> [What you will do]: Please reproduce the whole passage below on taurine metabolism in bladder cancer, word for word, with every line and symbol unchanged.

> [Excerpt provided]:
+++

Taurine Metabolism Drives Immune Suppression and Immunotherapy Resistance in Bladder Cancer

Bladder cancer (BLCA) is among the most common malignancies worldwide, yet fewer than half of muscle-invasive patients survive five years, and immunotherapy benefits only 20–30% of solid tumor patients broadly. A key obstacle is the immunosuppressive tumor microenvironment (TME), shaped by metabolic reprogramming. Taurine metabolism has emerged as a particularly important axis: tumor cells overexpressing the taurine transporter SLC6A6 deplete taurine from CD8+ T cells, triggering endoplasmic reticulum stress, ATF4-driven PD-1/TIM3 upregulation, and T cell exhaustion. Understanding how taurine metabolic dysregulation orchestrates these effects at the cellular and spatial level is critical for developing better therapies.

This study integrated single-cell RNA sequencing (scRNA-seq) from the GSE222315 dataset, spatial transcriptomics from GSE171351, and bulk transcriptomic data from TCGA-BLCA. The Seurat and Harmony pipelines were used for cell clustering and batch correction, while Monocle 3 reconstructed differentiation trajectories. Taurine metabolic scores were computed per cell using five methods including ssGSEA, AUCell, and UCell. A patient-level taurine metabolic dysregulation index (TMs) was built via Lasso and multivariate Cox regression on the TCGA cohort, split 7:3 into training and validation sets. Immune infiltration was assessed with ESTIMATE and TIDE algorithms, and mechanistic validation used CAF-BLCA co-culture systems with FAAH knockdown.

+++

> [Extracted entries]:
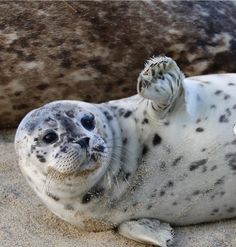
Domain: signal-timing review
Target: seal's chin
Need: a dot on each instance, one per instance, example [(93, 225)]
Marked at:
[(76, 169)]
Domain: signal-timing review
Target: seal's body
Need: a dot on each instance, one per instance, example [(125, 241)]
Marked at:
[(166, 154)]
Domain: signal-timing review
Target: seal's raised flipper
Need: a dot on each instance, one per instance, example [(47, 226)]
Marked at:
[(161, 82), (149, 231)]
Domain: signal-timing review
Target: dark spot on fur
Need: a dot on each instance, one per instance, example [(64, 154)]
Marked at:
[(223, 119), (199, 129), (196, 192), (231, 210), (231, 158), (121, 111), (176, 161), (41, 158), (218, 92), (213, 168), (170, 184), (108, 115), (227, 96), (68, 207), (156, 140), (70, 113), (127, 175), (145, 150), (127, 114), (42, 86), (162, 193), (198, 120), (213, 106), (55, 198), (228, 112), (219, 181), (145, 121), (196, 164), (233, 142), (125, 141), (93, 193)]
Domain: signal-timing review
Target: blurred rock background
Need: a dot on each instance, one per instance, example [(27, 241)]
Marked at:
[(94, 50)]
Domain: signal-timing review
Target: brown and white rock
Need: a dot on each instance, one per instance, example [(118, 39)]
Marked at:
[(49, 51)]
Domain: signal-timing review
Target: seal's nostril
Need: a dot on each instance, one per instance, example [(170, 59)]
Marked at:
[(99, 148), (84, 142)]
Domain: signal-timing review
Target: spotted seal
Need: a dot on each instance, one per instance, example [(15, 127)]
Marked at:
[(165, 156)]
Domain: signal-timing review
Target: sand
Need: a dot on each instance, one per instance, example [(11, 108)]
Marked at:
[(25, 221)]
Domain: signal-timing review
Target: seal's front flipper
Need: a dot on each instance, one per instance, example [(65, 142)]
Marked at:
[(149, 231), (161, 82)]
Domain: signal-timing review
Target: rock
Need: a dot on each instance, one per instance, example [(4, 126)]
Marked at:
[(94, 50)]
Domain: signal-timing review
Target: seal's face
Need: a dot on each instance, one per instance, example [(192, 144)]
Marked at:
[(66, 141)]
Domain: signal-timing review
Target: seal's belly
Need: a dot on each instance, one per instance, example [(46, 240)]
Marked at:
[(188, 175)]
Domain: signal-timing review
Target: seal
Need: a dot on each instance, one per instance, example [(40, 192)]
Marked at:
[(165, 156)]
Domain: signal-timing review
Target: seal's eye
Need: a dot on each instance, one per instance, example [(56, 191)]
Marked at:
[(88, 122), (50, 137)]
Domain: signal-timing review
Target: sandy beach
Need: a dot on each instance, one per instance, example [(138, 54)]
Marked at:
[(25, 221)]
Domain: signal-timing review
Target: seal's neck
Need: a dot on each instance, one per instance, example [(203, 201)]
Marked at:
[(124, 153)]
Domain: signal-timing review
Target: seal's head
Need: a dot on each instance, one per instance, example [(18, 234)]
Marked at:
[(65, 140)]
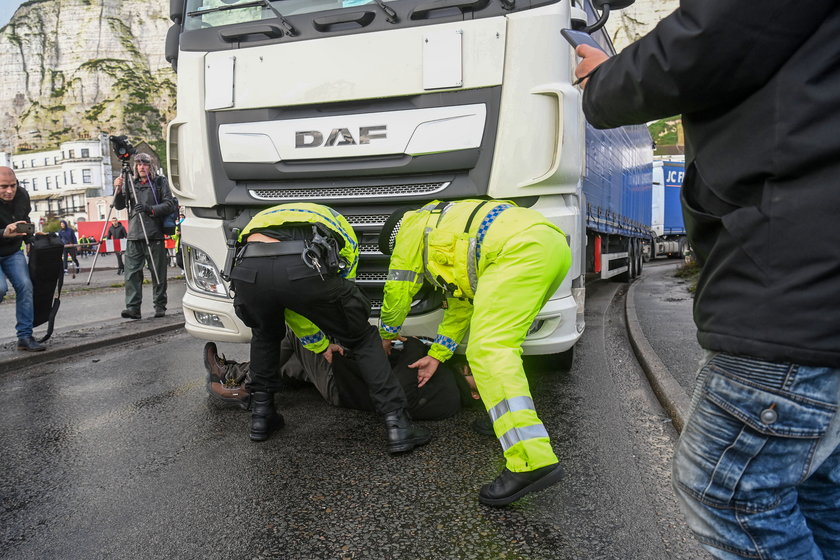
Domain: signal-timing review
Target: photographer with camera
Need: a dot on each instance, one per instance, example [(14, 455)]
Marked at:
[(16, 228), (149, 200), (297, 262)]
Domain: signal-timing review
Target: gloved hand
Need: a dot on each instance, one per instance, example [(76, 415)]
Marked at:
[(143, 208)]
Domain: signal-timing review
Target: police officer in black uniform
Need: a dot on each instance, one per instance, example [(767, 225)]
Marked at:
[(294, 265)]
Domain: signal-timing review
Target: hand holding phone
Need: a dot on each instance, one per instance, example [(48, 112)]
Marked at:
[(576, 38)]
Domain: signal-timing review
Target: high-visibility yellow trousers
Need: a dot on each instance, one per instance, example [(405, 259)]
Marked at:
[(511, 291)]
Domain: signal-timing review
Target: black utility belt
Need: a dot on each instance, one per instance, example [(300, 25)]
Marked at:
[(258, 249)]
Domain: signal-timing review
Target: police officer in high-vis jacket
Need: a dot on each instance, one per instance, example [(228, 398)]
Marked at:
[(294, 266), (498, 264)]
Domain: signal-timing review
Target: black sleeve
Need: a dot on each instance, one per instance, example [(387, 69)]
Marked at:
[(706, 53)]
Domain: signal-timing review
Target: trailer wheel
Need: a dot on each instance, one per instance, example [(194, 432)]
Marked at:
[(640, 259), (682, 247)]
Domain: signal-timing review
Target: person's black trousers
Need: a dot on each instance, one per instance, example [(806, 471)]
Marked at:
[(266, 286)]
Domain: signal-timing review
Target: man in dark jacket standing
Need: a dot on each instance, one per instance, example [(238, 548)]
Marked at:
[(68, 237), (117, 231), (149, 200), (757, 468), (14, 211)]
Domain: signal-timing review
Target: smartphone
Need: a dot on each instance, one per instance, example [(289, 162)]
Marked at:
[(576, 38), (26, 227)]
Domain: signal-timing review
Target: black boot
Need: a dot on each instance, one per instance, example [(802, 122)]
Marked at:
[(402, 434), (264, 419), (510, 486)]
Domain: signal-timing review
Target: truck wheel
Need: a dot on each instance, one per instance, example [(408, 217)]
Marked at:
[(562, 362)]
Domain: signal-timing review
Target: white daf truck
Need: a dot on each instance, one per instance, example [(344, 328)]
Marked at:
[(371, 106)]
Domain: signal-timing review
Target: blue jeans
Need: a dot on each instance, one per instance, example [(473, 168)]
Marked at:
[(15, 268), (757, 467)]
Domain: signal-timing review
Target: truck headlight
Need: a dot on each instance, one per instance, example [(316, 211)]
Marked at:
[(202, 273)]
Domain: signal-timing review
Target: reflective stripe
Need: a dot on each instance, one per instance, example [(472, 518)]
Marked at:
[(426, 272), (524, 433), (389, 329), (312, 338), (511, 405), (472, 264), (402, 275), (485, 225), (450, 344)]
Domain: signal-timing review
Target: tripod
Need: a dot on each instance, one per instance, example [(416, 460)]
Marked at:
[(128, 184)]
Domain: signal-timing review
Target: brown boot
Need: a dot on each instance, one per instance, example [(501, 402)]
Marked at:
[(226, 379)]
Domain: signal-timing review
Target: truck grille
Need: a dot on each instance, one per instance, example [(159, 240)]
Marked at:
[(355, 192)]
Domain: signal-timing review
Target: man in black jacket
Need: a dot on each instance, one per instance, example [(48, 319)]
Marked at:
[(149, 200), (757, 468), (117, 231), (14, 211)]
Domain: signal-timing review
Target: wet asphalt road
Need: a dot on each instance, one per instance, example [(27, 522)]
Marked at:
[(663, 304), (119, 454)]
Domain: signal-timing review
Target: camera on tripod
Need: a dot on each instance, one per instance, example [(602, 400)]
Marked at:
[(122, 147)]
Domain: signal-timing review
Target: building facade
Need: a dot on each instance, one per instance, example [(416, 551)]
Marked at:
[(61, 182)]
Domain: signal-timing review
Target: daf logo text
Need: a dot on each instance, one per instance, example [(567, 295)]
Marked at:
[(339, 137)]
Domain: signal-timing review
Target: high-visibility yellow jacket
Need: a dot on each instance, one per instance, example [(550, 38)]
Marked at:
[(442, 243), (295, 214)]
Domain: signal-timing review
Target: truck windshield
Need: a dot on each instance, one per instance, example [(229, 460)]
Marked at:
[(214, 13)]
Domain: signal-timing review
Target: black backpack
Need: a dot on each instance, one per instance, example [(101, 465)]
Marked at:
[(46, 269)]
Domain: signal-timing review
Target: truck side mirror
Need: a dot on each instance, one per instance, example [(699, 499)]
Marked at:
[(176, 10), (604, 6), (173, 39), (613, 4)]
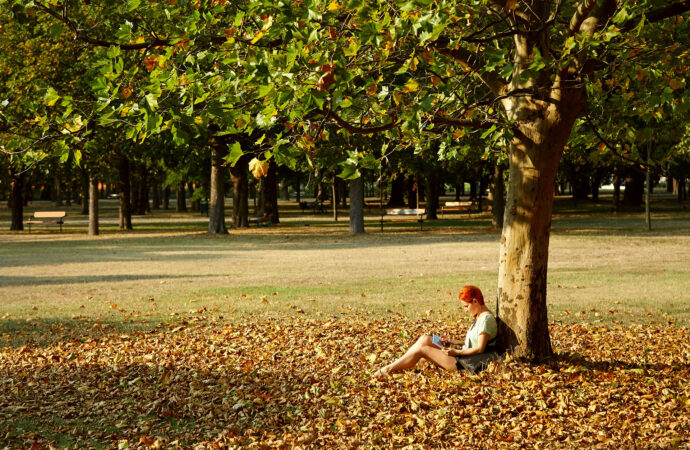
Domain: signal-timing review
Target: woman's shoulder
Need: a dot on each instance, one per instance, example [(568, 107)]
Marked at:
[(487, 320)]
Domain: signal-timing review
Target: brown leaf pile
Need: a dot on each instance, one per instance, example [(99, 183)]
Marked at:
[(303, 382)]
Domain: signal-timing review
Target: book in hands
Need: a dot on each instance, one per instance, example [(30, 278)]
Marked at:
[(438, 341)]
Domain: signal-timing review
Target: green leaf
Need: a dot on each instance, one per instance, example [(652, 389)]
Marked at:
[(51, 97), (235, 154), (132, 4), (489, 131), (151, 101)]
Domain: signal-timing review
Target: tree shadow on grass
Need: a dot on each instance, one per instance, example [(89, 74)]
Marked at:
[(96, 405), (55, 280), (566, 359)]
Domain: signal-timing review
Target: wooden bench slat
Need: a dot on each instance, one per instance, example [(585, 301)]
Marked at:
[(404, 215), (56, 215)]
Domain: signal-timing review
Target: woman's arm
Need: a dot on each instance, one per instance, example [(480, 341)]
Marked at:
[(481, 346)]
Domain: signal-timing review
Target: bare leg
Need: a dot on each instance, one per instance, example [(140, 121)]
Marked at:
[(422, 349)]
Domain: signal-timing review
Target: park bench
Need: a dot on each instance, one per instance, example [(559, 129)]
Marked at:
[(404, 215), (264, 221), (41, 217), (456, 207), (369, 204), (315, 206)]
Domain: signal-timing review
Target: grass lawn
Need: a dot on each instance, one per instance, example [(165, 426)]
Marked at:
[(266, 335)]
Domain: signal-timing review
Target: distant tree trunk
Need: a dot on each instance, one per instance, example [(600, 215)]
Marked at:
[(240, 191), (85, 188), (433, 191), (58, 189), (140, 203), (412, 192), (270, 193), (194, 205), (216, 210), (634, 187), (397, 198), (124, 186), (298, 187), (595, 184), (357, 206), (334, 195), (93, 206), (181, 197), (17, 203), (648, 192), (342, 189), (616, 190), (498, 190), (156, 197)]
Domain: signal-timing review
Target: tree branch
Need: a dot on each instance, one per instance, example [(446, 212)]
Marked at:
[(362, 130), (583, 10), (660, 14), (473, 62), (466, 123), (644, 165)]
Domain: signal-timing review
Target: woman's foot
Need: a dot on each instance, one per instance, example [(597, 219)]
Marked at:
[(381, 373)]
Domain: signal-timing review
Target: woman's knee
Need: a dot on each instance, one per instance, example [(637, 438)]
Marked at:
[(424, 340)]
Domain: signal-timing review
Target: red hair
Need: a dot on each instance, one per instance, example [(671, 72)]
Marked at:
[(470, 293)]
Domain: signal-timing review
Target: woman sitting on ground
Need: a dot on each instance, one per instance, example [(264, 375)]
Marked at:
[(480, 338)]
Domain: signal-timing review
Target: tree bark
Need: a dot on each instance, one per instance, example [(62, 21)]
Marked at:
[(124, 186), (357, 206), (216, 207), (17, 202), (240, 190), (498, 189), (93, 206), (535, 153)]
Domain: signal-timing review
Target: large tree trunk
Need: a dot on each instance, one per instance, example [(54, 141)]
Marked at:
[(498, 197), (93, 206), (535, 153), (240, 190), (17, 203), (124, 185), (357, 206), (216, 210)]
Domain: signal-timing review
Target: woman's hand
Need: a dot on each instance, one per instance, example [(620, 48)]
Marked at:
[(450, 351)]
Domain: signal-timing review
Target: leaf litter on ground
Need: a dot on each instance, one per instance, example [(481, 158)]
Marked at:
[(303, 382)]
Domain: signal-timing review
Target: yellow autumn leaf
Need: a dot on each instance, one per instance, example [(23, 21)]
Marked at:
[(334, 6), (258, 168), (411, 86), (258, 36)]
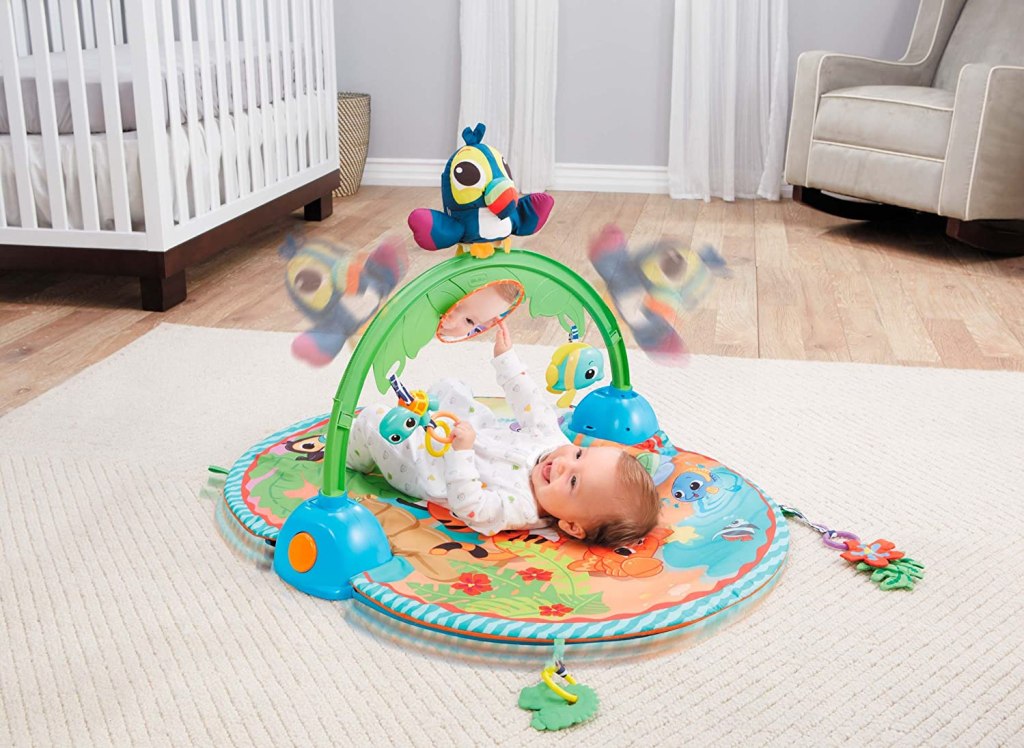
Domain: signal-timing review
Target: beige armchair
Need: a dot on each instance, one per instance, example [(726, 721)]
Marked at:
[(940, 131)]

+++

> [Answer section]:
Taurine Metabolism Drives Immune Suppression and Immunotherapy Resistance in Bladder Cancer

Bladder cancer (BLCA) is among the most common malignancies worldwide, yet fewer than half of muscle-invasive patients survive five years, and immunotherapy benefits only 20–30% of solid tumor patients broadly. A key obstacle is the immunosuppressive tumor microenvironment (TME), shaped by metabolic reprogramming. Taurine metabolism has emerged as a particularly important axis: tumor cells overexpressing the taurine transporter SLC6A6 deplete taurine from CD8+ T cells, triggering endoplasmic reticulum stress, ATF4-driven PD-1/TIM3 upregulation, and T cell exhaustion. Understanding how taurine metabolic dysregulation orchestrates these effects at the cellular and spatial level is critical for developing better therapies.

This study integrated single-cell RNA sequencing (scRNA-seq) from the GSE222315 dataset, spatial transcriptomics from GSE171351, and bulk transcriptomic data from TCGA-BLCA. The Seurat and Harmony pipelines were used for cell clustering and batch correction, while Monocle 3 reconstructed differentiation trajectories. Taurine metabolic scores were computed per cell using five methods including ssGSEA, AUCell, and UCell. A patient-level taurine metabolic dysregulation index (TMs) was built via Lasso and multivariate Cox regression on the TCGA cohort, split 7:3 into training and validation sets. Immune infiltration was assessed with ESTIMATE and TIDE algorithms, and mechanistic validation used CAF-BLCA co-culture systems with FAAH knockdown.